Provide the number of lines in the records that hold the string "subject", without any other words.

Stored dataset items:

-=-=-=-=-

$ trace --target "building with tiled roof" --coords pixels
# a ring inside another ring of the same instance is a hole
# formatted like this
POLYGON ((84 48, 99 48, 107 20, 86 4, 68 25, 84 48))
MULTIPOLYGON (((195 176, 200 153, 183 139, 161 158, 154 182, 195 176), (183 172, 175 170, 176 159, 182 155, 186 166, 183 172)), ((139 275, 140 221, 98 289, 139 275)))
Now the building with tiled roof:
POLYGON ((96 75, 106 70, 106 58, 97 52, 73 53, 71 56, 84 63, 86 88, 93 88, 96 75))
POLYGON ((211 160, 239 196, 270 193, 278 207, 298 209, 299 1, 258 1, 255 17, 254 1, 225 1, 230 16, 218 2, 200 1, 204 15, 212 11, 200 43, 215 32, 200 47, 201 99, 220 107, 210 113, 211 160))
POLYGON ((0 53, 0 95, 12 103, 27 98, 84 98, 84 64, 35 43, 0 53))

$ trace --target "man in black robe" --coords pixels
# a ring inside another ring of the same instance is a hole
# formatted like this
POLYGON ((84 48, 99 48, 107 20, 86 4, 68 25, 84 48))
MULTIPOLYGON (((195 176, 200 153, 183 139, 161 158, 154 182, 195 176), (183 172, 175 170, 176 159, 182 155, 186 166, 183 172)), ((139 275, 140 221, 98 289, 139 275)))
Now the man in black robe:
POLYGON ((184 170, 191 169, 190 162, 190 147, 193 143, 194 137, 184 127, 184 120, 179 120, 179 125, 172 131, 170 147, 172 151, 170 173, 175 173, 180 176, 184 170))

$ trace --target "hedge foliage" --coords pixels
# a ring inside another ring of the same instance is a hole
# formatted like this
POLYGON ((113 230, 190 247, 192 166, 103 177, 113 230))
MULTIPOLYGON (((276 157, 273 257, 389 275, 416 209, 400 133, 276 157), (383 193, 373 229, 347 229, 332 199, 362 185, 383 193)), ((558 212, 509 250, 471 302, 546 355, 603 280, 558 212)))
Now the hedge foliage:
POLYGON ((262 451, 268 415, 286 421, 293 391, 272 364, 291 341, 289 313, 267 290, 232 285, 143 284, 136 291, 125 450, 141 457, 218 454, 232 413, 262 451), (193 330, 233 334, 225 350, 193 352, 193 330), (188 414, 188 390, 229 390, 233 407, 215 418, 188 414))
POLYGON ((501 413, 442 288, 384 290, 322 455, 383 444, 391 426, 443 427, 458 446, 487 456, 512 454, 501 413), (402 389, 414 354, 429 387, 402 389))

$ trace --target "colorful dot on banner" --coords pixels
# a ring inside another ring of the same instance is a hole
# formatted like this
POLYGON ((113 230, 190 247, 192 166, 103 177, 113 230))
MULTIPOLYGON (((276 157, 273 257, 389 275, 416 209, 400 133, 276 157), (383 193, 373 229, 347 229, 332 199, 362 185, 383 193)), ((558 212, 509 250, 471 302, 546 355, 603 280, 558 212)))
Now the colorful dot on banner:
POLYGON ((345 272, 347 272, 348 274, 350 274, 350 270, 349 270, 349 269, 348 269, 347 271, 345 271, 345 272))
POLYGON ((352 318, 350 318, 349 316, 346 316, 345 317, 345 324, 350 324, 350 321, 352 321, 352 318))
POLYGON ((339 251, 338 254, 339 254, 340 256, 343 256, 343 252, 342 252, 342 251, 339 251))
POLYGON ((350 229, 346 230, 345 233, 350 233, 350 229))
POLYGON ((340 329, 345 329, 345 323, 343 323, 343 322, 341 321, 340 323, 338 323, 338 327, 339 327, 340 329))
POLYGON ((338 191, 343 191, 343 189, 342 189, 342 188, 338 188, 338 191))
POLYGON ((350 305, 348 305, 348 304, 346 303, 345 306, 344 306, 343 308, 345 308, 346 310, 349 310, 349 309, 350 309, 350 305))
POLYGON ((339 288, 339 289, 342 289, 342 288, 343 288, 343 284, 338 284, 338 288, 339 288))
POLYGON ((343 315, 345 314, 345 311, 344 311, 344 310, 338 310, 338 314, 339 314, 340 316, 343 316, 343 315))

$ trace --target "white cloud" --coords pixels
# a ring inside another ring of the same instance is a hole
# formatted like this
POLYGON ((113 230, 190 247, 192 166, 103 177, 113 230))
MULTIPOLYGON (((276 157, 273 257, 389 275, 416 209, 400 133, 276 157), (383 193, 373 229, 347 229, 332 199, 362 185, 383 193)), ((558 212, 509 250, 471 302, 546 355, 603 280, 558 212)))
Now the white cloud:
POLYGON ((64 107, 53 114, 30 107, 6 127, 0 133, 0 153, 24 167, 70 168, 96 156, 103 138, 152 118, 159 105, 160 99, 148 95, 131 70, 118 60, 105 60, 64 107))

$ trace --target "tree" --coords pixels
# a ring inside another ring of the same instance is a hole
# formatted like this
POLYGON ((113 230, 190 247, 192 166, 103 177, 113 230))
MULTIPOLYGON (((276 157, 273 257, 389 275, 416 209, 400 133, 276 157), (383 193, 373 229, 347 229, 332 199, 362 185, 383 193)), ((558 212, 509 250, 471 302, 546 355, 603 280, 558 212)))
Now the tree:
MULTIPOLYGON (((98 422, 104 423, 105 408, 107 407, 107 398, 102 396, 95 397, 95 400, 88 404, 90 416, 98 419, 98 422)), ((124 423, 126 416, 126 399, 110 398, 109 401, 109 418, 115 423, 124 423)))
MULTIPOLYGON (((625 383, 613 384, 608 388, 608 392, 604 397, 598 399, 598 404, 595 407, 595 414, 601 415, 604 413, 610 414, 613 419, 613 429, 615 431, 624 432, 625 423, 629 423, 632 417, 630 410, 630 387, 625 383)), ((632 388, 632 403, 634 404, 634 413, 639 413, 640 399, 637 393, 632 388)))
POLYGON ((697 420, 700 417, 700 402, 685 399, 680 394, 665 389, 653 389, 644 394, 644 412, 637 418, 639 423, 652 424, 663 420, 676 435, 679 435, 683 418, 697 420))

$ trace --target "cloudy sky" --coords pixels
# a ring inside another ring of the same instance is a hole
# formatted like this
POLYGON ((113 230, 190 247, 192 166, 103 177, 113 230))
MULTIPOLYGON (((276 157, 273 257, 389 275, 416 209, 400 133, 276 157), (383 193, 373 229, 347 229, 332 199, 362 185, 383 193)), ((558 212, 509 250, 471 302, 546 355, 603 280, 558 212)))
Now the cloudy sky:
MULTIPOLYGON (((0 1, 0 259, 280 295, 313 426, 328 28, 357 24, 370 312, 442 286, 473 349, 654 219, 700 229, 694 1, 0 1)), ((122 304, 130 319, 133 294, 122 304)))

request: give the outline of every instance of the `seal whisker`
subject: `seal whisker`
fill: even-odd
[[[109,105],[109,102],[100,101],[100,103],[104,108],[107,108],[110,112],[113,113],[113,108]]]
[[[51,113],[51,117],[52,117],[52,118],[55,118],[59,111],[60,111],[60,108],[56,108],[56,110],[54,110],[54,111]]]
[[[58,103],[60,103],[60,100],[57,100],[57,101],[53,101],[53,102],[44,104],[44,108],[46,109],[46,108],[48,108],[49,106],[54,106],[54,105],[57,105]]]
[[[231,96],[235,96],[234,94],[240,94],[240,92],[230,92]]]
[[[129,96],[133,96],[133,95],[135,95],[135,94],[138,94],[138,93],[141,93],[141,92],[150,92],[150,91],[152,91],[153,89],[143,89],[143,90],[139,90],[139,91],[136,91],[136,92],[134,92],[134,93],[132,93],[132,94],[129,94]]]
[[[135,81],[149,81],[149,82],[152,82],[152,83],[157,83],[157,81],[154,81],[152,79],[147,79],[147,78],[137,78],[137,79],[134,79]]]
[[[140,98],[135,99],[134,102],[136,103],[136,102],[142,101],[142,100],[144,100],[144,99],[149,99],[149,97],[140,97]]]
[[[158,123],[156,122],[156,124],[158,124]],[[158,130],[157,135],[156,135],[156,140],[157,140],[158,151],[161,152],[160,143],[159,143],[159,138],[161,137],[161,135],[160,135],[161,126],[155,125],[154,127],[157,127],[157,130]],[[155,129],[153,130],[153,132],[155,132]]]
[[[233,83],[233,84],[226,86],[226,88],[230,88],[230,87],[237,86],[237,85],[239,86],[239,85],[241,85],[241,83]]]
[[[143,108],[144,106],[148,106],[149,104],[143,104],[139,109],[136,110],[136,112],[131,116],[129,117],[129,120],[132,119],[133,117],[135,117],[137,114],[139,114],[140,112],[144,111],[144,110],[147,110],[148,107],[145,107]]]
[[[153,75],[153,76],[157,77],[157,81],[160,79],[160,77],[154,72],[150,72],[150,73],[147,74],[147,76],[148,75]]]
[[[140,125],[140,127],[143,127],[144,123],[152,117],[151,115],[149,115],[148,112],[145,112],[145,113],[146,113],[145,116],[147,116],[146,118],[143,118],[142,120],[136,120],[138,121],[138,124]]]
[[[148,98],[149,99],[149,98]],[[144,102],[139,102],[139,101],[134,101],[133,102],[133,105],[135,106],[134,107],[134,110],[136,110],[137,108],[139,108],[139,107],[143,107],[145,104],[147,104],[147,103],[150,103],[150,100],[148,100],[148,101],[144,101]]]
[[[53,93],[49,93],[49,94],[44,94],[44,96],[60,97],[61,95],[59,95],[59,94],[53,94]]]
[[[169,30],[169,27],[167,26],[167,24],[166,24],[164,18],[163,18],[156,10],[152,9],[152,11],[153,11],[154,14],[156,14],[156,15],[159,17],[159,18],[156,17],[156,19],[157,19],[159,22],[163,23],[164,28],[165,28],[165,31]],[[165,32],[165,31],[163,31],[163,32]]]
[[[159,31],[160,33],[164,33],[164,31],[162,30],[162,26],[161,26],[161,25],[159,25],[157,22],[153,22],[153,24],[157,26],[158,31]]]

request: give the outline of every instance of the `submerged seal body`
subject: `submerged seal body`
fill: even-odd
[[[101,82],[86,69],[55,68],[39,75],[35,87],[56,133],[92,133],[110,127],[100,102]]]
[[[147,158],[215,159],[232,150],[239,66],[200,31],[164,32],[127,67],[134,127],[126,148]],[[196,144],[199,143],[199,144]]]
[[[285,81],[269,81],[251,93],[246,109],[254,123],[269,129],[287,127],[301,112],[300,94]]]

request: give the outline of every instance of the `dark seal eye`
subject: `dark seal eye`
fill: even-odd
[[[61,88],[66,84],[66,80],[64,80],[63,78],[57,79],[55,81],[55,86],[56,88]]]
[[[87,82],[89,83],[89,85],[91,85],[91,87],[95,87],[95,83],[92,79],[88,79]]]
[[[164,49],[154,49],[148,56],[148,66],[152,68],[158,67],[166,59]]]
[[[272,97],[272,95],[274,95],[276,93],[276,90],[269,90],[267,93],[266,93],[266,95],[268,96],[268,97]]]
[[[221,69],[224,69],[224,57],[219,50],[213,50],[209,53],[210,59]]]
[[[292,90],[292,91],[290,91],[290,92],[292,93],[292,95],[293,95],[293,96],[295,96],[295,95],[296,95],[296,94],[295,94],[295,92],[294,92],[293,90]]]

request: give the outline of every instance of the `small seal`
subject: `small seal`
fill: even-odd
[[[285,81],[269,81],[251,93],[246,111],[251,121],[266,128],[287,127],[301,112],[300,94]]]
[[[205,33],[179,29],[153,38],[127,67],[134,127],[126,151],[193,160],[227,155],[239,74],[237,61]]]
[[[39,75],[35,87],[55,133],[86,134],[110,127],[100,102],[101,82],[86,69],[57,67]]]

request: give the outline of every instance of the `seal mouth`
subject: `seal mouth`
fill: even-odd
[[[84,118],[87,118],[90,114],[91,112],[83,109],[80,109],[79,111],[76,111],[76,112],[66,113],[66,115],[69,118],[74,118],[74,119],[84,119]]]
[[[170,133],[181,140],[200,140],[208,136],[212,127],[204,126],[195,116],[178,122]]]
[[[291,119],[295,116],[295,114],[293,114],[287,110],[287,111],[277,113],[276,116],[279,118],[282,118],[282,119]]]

-=-=-=-=-

• [Answer to this task]: 5